Reproduce the material below verbatim, line by line, without altering any character.
-- START OF SUPPLIED MATERIAL --
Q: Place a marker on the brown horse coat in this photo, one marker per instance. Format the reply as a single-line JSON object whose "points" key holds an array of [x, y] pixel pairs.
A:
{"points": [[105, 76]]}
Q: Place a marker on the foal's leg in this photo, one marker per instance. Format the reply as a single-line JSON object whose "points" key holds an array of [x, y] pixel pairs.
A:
-- END OF SUPPLIED MATERIAL --
> **SOLVED EXERCISE**:
Q: Place a marker on the brown horse coat in this photo, one marker per instance. Format the reply as a single-line JSON object whose "points" key holds an array of [x, y] pixel pairs.
A:
{"points": [[105, 76]]}
Q: Place a marker on the foal's leg in this photo, one marker per instance. Format the reply as a single-line JSON object whose "points" key holds an array of [x, y] pixel pairs.
A:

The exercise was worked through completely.